#### KUTIPAN DOKUMEN:
+ + + + + + +
Mohon tunggu...
Yeremia Tirto
Yeremia Tirto Mohon Tunggu... Lainnya - Seorang Manusia Biasa

Hai, Para Viewers, Selamat Menikmati Tulisan ini. Di tunggu Kritik-Sarannya Terima Kasih

Selanjutnya

Tutup

Filsafat

Covid-19: Pilih #dirumahsaja ataukah Beraktivitas "Bersama" Corona?

5 Januari 2021   08:40 Diperbarui: 5 Januari 2021   09:06 99
+
Laporkan Konten
Laporkan Akun
Kompasiana adalah platform blog. Konten ini menjadi tanggung jawab bloger dan tidak mewakili pandangan redaksi Kompas.
Lihat foto
Filsafat. Sumber ilustrasi: PEXELS/Wirestock

Pandemi Covid-19 menyisahkan banyak sekali peristiwa-peristiwa diluar nalar, dan tidak sedikit yang terkena ‘imbas’ atas ‘ulah’ dari virus ini. Virus ini hadir dalam kehidupan manusia, terutama di Indonesia berdasarkan data yang ada bermula di awal bulan Maret 2020, dan sampai detik ini masih ‘berkeliaran’ di sekitar manusia. Tak kunjung hentinya pemerintah mengupayakan banyak tindakan dan peringatan demi mencegah penyebaran wabah ini di masyarakat. #ingatpesanibu sudah digaungkan oleh pemerintah dan lembaga-lembaga yang menangani kasus ini, baik melalui tulisan, lisan hingga ditampilkan dalam periklanan media massa. Pengetatan akan aturan dan ajuran protokol kesehatan masih berlaku hingga detik ini. Dengan menerapkan sistem 3M, diharapkan mampu untuk memutus mata rantai penyebaran virus ini, sehingga harapannya kehidupan masyarakat di Indonesia bisa kembali normal. Adanya wacana untuk menerapkan sistem New Normal sebagai pandangan bahwa wabah ini tidak bisa dihilangkan atau dihapuskan dari kehidupan manusia merupakan suatu pilihan yang tidak mudah untuk diterapkan, mengingat betapa dinamisnya pergerakan masyarakat Indonesia dalam berakitivitas.
+ + + + + + +
#### INFORMASI SUMBER:
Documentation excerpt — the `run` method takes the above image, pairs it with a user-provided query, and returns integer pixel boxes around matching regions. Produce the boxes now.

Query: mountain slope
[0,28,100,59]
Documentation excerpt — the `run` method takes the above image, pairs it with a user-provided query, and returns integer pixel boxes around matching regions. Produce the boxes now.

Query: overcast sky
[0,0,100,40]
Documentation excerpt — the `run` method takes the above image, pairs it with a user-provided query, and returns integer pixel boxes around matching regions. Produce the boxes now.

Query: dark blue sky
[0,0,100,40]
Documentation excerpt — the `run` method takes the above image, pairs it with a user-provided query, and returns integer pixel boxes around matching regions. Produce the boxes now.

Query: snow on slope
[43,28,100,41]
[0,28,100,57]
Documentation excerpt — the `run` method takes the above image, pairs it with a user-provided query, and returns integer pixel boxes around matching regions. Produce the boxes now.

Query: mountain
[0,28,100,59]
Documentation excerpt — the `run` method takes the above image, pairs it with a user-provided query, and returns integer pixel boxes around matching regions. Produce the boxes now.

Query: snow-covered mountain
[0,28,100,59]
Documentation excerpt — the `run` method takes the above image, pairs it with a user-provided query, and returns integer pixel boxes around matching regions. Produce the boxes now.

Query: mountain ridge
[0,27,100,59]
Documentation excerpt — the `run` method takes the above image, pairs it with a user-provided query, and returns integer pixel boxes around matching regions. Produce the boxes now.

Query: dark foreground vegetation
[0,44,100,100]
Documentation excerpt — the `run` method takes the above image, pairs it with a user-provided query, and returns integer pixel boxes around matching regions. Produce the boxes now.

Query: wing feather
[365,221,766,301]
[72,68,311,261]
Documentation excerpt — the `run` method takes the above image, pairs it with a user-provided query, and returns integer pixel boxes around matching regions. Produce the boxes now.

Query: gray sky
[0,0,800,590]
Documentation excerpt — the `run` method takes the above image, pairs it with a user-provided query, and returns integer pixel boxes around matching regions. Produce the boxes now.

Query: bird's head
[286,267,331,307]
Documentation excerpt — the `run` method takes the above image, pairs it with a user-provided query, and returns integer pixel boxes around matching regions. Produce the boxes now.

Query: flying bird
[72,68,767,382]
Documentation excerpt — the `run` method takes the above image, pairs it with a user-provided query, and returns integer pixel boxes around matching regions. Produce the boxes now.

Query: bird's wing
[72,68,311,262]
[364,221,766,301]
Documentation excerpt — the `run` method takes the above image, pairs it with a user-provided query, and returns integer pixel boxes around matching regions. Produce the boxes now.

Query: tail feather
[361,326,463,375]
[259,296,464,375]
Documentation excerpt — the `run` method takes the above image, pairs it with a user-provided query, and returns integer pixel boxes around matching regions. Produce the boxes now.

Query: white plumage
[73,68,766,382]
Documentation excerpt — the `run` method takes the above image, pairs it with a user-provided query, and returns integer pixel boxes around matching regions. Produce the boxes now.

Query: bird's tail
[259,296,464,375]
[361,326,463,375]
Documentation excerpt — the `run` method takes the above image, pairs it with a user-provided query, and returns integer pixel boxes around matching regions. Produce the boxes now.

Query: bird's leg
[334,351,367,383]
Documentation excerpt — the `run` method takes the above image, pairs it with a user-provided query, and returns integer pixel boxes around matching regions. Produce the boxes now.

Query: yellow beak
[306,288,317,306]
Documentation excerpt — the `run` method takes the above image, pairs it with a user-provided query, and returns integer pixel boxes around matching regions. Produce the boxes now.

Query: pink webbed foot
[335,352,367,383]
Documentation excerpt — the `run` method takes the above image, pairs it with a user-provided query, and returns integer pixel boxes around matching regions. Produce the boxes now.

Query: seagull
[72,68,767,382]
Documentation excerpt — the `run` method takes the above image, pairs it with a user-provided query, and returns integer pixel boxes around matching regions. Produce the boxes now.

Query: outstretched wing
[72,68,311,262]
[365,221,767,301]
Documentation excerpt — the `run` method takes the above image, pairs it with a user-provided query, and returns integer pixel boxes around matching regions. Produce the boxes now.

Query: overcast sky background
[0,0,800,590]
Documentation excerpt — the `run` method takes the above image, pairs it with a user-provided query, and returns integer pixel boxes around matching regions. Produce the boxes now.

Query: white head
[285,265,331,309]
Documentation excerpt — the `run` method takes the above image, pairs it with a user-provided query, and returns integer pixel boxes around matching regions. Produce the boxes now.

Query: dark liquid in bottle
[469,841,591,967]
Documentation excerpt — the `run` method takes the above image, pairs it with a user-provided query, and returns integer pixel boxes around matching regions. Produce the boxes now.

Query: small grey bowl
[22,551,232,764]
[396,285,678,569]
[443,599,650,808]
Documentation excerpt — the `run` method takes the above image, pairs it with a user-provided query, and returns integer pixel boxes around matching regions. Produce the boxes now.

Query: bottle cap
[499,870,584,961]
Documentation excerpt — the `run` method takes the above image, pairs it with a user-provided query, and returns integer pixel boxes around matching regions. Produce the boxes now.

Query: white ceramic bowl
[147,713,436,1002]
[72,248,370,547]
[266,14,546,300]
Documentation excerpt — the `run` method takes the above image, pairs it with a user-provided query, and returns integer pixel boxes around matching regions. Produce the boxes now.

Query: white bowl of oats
+ + + + + + +
#### TUJUAN TUGAS:
Teruskan tulisan tentang Covid-19 dan pilihan antara #dirumahsaja atau beraktivitas bersama Corona mulai setelah kalimat terakhirnya.

#### BAGIAN JAWABAN:
           Segala bidang dan aspek kehidupan masyarakat mengalami dampak yang luar biasa. Dengan berat hati, mau tidak mau harus ‘memutar otak ribuan kali’ untuk bisa mengambil suatu kebijakan yang tepat. Hal ini bertujuan agar bidang yang ditempuh tetap berjalan dengan kondisi yang masih belum stabil. Pergerakan akan wabah ini semakin hari semakin meningkat. Hal ini disebabkan karena banyaknya warga yang harus beraktivitas diluar rumah dengan segala resiko yang ada. Sudah bukan menjadi hal yang baru ketika mendengar banyaknya karyawan-karyawan dari berbagai sektor mengalami PHK akibat pandemi ini. Tentu hal ini tidak mudah untuk menerima kenyataan sekaligus mencari pekerjaan baru di tengah keterbatasan. Di sisi lain, misalnya dalam bidang pendidikan, keputusan untuk membuka kembali sekolah dengan basis tatap muka masih menjadi suatu pertimbangan yang perlu untuk ‘digodhok´ kembali atas resiko dan dampaknya. Ini semua merupakan hasil dari tindakan manusia untuk mengambil sebuah keputusan yang tepat dengan berbuah kebaikan untuk bersama. Lalu pertanyaanya: dalam situasi Pandemi yang belum reda, apa keputusan yang baik untuk diambil? Menerapkan sistem #tetapdirumahsaja dengan segala keterbatasan? Apakah justru akan menjadi suatu hal yang baru, di mana setiap aktivitas yang dilakukan dirumah, berarti siap untuk ‘berjalan bersama’ virus corona?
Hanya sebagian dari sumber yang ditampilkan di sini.